Natural language region descriptions

+--

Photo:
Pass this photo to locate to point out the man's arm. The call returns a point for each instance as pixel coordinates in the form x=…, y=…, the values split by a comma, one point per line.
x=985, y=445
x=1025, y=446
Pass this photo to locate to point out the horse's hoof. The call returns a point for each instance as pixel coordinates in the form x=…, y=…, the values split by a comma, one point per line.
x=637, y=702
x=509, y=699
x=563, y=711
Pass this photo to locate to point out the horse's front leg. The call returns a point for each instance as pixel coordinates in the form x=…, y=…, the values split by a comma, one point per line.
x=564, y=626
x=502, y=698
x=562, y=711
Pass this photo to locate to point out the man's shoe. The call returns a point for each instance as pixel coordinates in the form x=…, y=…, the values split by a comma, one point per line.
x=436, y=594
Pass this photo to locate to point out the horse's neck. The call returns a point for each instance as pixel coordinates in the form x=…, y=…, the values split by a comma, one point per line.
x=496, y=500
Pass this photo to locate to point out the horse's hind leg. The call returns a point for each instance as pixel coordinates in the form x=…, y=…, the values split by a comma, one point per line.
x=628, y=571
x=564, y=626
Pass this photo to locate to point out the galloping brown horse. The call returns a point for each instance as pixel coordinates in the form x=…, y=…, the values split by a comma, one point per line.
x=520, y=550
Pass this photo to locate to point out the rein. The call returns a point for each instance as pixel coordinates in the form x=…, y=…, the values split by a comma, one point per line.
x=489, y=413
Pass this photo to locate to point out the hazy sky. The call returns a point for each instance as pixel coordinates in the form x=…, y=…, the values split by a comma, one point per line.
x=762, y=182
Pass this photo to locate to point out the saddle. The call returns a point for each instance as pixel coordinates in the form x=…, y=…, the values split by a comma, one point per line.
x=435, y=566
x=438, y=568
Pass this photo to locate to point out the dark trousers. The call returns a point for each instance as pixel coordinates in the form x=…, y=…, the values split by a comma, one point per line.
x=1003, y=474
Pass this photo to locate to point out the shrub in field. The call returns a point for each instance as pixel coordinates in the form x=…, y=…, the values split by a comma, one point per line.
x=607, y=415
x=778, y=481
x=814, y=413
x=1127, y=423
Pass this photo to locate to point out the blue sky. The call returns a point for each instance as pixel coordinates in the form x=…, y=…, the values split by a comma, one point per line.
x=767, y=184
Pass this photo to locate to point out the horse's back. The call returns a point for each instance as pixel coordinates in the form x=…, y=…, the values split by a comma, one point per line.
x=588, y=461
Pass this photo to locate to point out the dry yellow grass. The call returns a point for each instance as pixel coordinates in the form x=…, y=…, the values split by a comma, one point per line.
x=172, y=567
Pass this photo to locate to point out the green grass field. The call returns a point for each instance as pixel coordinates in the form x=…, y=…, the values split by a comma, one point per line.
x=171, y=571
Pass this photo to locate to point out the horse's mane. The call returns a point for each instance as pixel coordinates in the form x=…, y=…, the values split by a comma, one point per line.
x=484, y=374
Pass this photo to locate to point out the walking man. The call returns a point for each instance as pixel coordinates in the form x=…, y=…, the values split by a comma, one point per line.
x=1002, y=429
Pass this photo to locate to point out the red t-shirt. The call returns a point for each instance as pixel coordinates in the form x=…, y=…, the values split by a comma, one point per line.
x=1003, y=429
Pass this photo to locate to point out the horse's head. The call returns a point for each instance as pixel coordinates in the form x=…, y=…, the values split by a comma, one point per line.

+--

YOUR ASSIGNMENT: Transcribe every entry exactly.

ANSWER SECTION:
Photo:
Pass this photo to locate to point out the man's arm. The call returns a point for each instance as pixel coordinates in the form x=…, y=…, the values split by a comma, one point per line.
x=985, y=445
x=1025, y=446
Pass this photo to locate to point out the horse's hoof. The call returns a point for each instance as pixel coordinates in the form x=…, y=…, the values split by a comma, one point per line.
x=637, y=702
x=509, y=699
x=563, y=711
Pass this photo to locate to point out the horse's front leg. The call returns a point for each instance as pixel coordinates in the form x=…, y=…, the values split by a comma, one point per line.
x=564, y=626
x=502, y=698
x=562, y=711
Pass this photo to locate to point out the man's shoe. The call returns a point for each instance as pixel coordinates in the form x=…, y=…, the values split by a comma, one point per line.
x=436, y=594
Pass this photo to locate to point out the horse's neck. The call returns a point for each instance as pixel coordinates in the form x=…, y=…, the values split by a comma, one point per line.
x=496, y=500
Pass this photo to locate to point out the horse's hind leg. The call returns a point for each instance as pixel coordinates in the form x=…, y=…, the values split by a comma, one point per line.
x=628, y=571
x=564, y=626
Pass this photo to locate to point out the galloping brown horse. The call returns a point for each instance as pixel coordinates in the form x=…, y=…, the values split by a comma, one point per line.
x=520, y=550
Pass this photo to locate to point out the rein. The call returns a point for each instance as pixel coordinates in the form x=…, y=…, the values split by a comma, one point per line.
x=489, y=413
Pass this photo to locate to point out the hazy sky. The call returns a point for each instance as pixel coordinates in the form x=…, y=…, the values split by a comma, one point per line.
x=762, y=182
Pass this photo to locate to point out the saddle. The call returns a point for each instance as pixel coordinates in the form x=…, y=…, the values split by a comma, one point per line.
x=435, y=566
x=438, y=568
Pass this photo to locate to point out the dark trousers. The call returns a point for each instance as pixel coordinates in the form x=…, y=…, the values split by a comma, one point per line.
x=1003, y=474
Pass this photo to locate to point out the shrub in field. The call returns a point for each instance as pixel coordinates in the form x=…, y=…, the values split by a comma, one point per line.
x=607, y=415
x=778, y=481
x=814, y=413
x=1127, y=423
Pass this photo to locate to point out the blue sky. The call returns a point for each instance as pixel coordinates in the form x=…, y=…, the values split by a comma, one point per line.
x=767, y=184
Pass this photo to locate to point out the horse's back. The call returns a point for each instance as pixel coordinates in the form x=…, y=…, the values split by a comma, one point per line.
x=588, y=461
Pass this photo to locate to point out the dry yellow grass. The call returns a point for each instance as pixel coordinates in the form x=…, y=…, the values split by a comma, one point per line.
x=172, y=567
Pass this photo to locate to point out the green grass field. The call returns a point for each instance as pixel coordinates in the form x=…, y=…, the values split by a comma, one point per line.
x=171, y=571
Pass this photo to locate to point out the horse's mane. The call returns a point for each instance as pixel coordinates in the form x=…, y=…, the values split by a comma, one point per line.
x=484, y=374
Pass this photo to locate to point out the walking man. The call returns a point for each instance as pixel coordinates in the form x=…, y=…, the values split by a comma, one point per line.
x=1002, y=429
Pass this photo to locate to point out the red t-shirt. The call returns a point for each instance as pixel coordinates in the form x=…, y=…, the values split by a comma, one point per line.
x=1003, y=429
Pass this photo to locate to point out the horse's head. The call returns a point for each instance as pixel coordinates in the form x=…, y=…, the values split by a comma, one point per line.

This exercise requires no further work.